Page extract:
- - -
Comedian, actor, author and woodworker Nick Offerman joined WNYC’s Sean Carlson Wednesday evening for a live broadcast of “All Things Considered” at the Greene Space, WNYC’s events venue
The show focused on the city’s cultural scene – and how it’s changed since the pandemic. For Offerman, the Hollywood strikes are examples of cultural shifts brought on by the pandemic — which created a huge demand for new shows as people were stuck at home and then had a quick decline when people went back to their “normal” lives.
“In the last couple years, everybody I know has something getting canceled or dumped or curtailed,” said Offerman.
“It’s the dice that you roll,” he said. “It’s why they call it ‘show business,’ and not ‘show-fun-with-your-friends.’”
But the conversation went beyond the state of the arts, spanning a wide range of topics, including: Offerman’s interest in nature, why you should “give a dang” about agriculture and what he’d tell anyone starting out in comedy today.
Below is a lightly edited transcript of the conversation.
Sean Carlson: We are glad to have you here at WNYC in New York City. Though the irony is not lost on me that your book is, in large part, about connecting with nature. And you’re here downtown, in maybe the most urban place in America. How out-of-place do you feel right now? Or is it easy for you to slip between the two?
Nick Offerman: No, this is actually the ideal audience for my book, because the sense of the book comes from my own epiphany when I started reading Michael Pollan and the agrarian Wendell Berry, and realizing that we’ve been trained to no longer know where our food comes from.
That’s my way into this subject matter and this book with a sense of humor is: If you eat, then you should give a dang about agriculture. You should think about the farmers and the people who catch the fish and grow the green leafy stuff that rabbits eat. You should think about all these things.
- - -
Excerpted data:
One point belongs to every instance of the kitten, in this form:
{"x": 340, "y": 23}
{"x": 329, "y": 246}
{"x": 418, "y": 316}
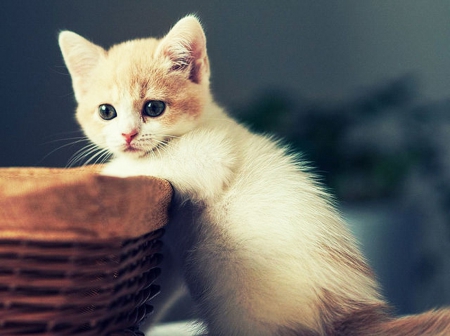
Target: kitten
{"x": 263, "y": 252}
- - -
Problem requirements:
Summarize the article about Nick Offerman's WNYC appearance in two sentences. The listing plays no part in this.

Task result:
Nick Offerman joined WNYC's Sean Carlson for a live broadcast of "All Things Considered" at the Greene Space, where the show focused on how the city's cultural scene has changed since the pandemic. Offerman described the Hollywood strikes as examples of cultural shifts brought on by the pandemic, and the conversation also covered his interest in nature and why anyone who eats should care about agriculture.